■ Task details ■
Tally the lines below that include "field" and give only the total.

== Record set ==

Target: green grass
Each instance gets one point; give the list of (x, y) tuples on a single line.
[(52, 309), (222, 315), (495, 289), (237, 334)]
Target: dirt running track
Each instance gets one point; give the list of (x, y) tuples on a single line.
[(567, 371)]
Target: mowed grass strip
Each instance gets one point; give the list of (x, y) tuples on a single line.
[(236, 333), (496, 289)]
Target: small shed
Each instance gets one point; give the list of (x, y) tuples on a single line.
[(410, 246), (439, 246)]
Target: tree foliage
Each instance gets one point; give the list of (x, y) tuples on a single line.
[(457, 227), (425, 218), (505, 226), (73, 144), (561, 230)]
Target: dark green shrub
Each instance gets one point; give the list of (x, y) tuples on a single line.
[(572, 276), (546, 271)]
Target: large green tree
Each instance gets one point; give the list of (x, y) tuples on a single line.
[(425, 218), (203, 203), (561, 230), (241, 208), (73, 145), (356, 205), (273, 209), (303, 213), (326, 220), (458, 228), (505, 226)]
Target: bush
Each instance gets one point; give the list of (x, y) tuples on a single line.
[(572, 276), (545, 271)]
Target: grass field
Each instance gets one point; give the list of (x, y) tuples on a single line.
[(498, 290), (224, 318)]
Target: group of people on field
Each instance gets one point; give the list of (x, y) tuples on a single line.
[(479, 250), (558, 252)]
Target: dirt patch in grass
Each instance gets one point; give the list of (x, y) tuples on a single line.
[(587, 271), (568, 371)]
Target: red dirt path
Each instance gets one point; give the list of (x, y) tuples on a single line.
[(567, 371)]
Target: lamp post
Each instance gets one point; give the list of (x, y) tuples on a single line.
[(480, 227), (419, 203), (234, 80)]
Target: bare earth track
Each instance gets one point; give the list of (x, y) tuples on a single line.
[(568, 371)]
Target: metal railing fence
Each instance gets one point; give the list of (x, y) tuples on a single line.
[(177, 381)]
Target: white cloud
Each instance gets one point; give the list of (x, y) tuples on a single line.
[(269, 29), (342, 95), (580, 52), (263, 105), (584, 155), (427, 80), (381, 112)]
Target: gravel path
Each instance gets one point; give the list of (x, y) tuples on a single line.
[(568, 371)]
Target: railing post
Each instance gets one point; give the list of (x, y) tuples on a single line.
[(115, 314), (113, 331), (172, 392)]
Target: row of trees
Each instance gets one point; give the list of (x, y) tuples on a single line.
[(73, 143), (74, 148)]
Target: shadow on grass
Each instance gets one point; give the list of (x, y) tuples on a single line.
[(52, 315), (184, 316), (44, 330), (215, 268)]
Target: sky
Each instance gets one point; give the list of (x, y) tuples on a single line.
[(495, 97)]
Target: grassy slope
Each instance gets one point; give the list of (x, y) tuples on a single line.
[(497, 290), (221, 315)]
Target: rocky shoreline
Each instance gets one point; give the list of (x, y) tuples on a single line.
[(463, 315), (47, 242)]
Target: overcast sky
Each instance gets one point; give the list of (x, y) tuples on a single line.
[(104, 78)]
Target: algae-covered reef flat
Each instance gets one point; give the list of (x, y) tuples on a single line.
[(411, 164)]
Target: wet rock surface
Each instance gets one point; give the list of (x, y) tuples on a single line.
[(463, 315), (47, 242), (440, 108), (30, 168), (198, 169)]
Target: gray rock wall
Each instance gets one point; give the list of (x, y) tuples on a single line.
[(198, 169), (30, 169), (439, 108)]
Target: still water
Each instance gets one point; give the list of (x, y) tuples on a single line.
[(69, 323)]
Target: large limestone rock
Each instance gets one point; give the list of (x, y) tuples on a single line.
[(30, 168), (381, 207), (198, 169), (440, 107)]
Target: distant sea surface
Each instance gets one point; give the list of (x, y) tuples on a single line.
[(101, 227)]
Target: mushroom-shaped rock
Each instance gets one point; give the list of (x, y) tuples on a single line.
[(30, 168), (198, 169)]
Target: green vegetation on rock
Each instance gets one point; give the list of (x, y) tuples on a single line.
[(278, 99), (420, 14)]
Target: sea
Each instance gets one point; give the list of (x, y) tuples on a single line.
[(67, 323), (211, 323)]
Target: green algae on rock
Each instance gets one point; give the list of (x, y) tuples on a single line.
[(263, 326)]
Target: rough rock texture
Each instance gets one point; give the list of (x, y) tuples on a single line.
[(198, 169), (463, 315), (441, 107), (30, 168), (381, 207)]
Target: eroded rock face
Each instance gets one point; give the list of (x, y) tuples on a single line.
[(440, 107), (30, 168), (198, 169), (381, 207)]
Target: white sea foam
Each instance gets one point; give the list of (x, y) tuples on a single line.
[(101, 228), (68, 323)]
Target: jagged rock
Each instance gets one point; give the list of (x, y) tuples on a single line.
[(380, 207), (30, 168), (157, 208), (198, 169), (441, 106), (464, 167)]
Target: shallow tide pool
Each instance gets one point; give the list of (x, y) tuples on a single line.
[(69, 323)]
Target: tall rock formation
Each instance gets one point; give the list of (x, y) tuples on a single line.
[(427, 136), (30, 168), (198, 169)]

===

■ Output below ■
2